- WHAT TO PRODUCE -
Copy out all the entries exactly.

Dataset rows
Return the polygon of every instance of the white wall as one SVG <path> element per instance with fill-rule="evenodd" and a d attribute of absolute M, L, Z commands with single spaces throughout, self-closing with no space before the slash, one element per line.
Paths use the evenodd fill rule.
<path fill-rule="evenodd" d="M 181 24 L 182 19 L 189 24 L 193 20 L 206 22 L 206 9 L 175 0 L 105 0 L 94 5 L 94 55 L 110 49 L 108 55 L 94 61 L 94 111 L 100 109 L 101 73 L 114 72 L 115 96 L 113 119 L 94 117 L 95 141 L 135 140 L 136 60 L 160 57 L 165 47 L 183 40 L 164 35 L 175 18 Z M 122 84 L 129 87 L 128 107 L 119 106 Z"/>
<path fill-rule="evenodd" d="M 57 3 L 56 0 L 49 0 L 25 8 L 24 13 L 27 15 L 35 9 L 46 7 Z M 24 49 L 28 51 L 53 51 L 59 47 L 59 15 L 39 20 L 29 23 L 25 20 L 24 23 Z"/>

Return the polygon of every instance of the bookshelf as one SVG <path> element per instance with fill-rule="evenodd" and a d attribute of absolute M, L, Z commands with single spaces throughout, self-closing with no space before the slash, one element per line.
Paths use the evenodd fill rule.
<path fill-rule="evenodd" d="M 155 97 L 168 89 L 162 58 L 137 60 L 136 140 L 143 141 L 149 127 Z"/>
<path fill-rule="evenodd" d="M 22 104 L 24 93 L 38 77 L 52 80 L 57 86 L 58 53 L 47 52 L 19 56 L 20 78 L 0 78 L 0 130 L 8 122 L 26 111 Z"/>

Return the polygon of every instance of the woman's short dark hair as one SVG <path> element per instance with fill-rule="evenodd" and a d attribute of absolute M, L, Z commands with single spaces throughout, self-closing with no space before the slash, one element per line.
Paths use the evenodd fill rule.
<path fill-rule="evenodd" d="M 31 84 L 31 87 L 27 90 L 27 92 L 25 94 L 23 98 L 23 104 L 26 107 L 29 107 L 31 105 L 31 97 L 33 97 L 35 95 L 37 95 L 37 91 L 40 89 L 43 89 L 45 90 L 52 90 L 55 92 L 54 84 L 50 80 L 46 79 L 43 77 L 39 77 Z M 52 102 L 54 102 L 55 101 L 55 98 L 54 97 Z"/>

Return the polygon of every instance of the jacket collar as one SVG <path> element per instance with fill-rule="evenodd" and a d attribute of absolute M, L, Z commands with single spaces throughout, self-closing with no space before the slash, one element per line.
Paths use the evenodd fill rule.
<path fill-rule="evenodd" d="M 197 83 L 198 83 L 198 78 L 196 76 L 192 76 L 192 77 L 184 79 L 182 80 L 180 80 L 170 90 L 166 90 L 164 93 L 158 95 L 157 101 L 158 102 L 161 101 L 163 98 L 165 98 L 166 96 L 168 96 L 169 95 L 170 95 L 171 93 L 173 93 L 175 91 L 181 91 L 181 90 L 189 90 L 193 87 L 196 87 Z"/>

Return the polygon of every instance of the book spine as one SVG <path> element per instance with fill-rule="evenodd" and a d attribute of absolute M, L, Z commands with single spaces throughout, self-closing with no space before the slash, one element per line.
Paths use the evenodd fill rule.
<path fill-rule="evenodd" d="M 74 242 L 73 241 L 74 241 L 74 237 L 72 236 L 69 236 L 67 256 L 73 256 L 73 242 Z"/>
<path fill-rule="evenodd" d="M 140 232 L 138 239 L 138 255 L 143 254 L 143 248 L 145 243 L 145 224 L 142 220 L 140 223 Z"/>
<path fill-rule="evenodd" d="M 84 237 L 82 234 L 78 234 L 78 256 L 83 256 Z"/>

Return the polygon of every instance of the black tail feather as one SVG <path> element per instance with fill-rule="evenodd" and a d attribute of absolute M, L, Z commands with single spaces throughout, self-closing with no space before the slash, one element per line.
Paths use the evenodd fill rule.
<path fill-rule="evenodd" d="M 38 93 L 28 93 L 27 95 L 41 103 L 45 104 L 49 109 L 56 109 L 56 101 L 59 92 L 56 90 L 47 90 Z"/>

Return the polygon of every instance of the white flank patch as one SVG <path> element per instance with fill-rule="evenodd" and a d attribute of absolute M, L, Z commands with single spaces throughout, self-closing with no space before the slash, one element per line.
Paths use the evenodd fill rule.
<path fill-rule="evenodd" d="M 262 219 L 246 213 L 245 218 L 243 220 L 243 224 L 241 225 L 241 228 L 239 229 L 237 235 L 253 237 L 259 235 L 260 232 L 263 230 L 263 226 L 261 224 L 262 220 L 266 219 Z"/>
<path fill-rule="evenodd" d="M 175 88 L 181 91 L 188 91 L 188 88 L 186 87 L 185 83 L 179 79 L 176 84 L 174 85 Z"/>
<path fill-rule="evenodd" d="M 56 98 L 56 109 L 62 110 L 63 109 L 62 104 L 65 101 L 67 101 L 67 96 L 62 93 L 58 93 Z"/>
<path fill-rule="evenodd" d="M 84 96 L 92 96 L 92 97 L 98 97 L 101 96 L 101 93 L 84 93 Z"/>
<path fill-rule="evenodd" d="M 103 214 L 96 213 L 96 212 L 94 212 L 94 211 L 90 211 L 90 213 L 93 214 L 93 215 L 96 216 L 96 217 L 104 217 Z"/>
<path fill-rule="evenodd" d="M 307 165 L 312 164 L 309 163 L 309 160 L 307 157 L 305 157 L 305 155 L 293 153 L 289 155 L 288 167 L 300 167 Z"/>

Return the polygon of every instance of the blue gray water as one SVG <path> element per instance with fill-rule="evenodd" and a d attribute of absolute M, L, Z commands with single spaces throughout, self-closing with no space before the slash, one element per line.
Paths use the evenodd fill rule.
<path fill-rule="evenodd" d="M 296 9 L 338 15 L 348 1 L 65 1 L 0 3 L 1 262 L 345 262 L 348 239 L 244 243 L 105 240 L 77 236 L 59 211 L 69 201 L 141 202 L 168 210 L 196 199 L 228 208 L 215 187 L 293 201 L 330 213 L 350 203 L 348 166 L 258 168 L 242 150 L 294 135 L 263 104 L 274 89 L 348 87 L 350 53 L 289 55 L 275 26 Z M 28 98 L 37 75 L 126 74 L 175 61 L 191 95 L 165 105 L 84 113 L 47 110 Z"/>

- EXERCISE RESULT -
Return the polygon of every instance of the white wall as one SVG <path> element per instance with fill-rule="evenodd" and a d attribute of absolute M, L, Z commands with single spaces throughout, self-closing with no space before the slash, one element per line.
Paths use the evenodd fill rule.
<path fill-rule="evenodd" d="M 181 24 L 182 19 L 189 24 L 193 20 L 206 22 L 206 9 L 175 0 L 105 0 L 94 5 L 94 55 L 110 49 L 108 55 L 94 61 L 94 111 L 100 109 L 101 73 L 114 72 L 115 96 L 113 119 L 94 117 L 95 141 L 135 140 L 136 60 L 160 57 L 165 47 L 183 40 L 164 35 L 175 18 Z M 122 84 L 129 87 L 128 107 L 119 106 Z"/>
<path fill-rule="evenodd" d="M 57 3 L 56 0 L 49 0 L 25 8 L 24 13 L 27 15 L 35 9 L 46 7 Z M 24 49 L 28 51 L 53 51 L 59 47 L 59 15 L 39 20 L 29 23 L 25 20 L 24 23 Z"/>

Return the polygon of every instance of the bookshelf as one SVG <path> element per instance with fill-rule="evenodd" and a d attribute of absolute M, L, Z commands with single spaces throughout, self-closing with no space before the slash, one element per line.
Paths use the evenodd fill rule.
<path fill-rule="evenodd" d="M 155 97 L 168 89 L 162 58 L 137 60 L 136 140 L 143 141 L 149 127 Z"/>
<path fill-rule="evenodd" d="M 22 104 L 24 93 L 38 77 L 52 80 L 57 86 L 58 53 L 47 52 L 19 56 L 20 78 L 0 78 L 0 130 L 8 122 L 26 111 Z"/>

Return the polygon of every instance of the woman's short dark hair as one SVG <path> element per instance with fill-rule="evenodd" and a d attribute of absolute M, L, Z commands with single spaces throughout, self-closing with no space before the slash, one element per line.
Paths use the evenodd fill rule.
<path fill-rule="evenodd" d="M 31 84 L 31 87 L 27 90 L 27 92 L 25 94 L 23 98 L 23 104 L 26 107 L 29 107 L 31 105 L 31 97 L 33 97 L 35 95 L 37 95 L 37 91 L 40 89 L 43 89 L 45 90 L 52 90 L 55 92 L 54 84 L 50 80 L 46 79 L 43 77 L 39 77 Z M 52 102 L 54 102 L 55 101 L 55 98 L 54 97 Z"/>

Return the polygon of every instance of the jacket collar as one SVG <path> element per instance with fill-rule="evenodd" and a d attribute of absolute M, L, Z commands with single spaces throughout, self-closing with no space before the slash, one element per line.
Paths use the evenodd fill rule.
<path fill-rule="evenodd" d="M 197 83 L 198 83 L 198 78 L 196 76 L 192 76 L 192 77 L 184 79 L 182 80 L 180 80 L 170 90 L 166 90 L 164 93 L 158 95 L 157 101 L 158 102 L 161 101 L 163 98 L 165 98 L 166 96 L 168 96 L 169 95 L 170 95 L 171 93 L 173 93 L 175 91 L 181 91 L 181 90 L 189 90 L 193 87 L 196 87 Z"/>

Return the polygon of every instance of the book spine as one SVG <path> element per instance with fill-rule="evenodd" and a d attribute of absolute M, L, Z commands with single spaces throughout, self-closing with no space before the slash, one element per line.
Paths use the evenodd fill rule.
<path fill-rule="evenodd" d="M 74 242 L 73 241 L 74 241 L 74 237 L 72 236 L 69 236 L 67 256 L 73 256 L 73 242 Z"/>
<path fill-rule="evenodd" d="M 140 232 L 138 239 L 138 255 L 143 254 L 143 248 L 145 243 L 145 224 L 142 220 L 140 223 Z"/>
<path fill-rule="evenodd" d="M 84 237 L 82 234 L 78 234 L 78 256 L 83 256 Z"/>

Return the polygon of every instance of the black tail feather as one SVG <path> element per instance with fill-rule="evenodd" and a d attribute of absolute M, L, Z commands with single spaces throughout, self-closing with no space before the slash, one element per line.
Paths use the evenodd fill rule.
<path fill-rule="evenodd" d="M 38 93 L 28 93 L 27 95 L 41 103 L 45 104 L 49 109 L 56 109 L 56 101 L 59 92 L 56 90 L 47 90 Z"/>

Return the polygon of every instance of the white flank patch as one SVG <path> element per instance with fill-rule="evenodd" and a d attribute of absolute M, L, Z commands with single spaces throughout, self-closing with no space before the slash, one element per line.
Paths use the evenodd fill rule.
<path fill-rule="evenodd" d="M 262 219 L 246 213 L 245 218 L 243 220 L 243 224 L 241 225 L 241 228 L 239 229 L 237 235 L 253 237 L 259 235 L 260 232 L 263 230 L 263 226 L 261 224 L 262 220 L 266 219 Z"/>
<path fill-rule="evenodd" d="M 175 88 L 181 91 L 188 91 L 188 88 L 186 87 L 185 83 L 179 79 L 176 84 L 174 85 Z"/>
<path fill-rule="evenodd" d="M 56 98 L 56 109 L 62 110 L 63 109 L 62 104 L 65 101 L 67 101 L 67 96 L 62 93 L 58 93 Z"/>
<path fill-rule="evenodd" d="M 84 96 L 92 96 L 92 97 L 98 97 L 101 96 L 101 93 L 84 93 Z"/>
<path fill-rule="evenodd" d="M 103 214 L 96 213 L 96 212 L 94 212 L 94 211 L 90 211 L 90 213 L 93 214 L 93 215 L 96 216 L 96 217 L 104 217 Z"/>
<path fill-rule="evenodd" d="M 307 165 L 312 164 L 309 163 L 309 160 L 307 157 L 305 157 L 305 155 L 293 153 L 289 155 L 288 167 L 300 167 Z"/>

Return the polygon of every instance of the blue gray water as one SVG <path> element per instance with fill-rule="evenodd" and a d attribute of absolute M, L, Z commands with single spaces throughout, self-closing with no space before the slash, one element per line.
Paths use the evenodd fill rule.
<path fill-rule="evenodd" d="M 296 9 L 338 15 L 348 1 L 65 1 L 0 3 L 1 262 L 345 262 L 348 239 L 244 243 L 105 240 L 77 236 L 59 211 L 69 201 L 141 202 L 168 210 L 196 199 L 228 208 L 215 187 L 293 201 L 330 213 L 350 203 L 348 166 L 258 168 L 242 150 L 294 135 L 263 104 L 274 89 L 348 87 L 350 53 L 289 55 L 275 26 Z M 28 98 L 37 75 L 126 74 L 175 61 L 191 95 L 165 105 L 84 113 L 47 110 Z"/>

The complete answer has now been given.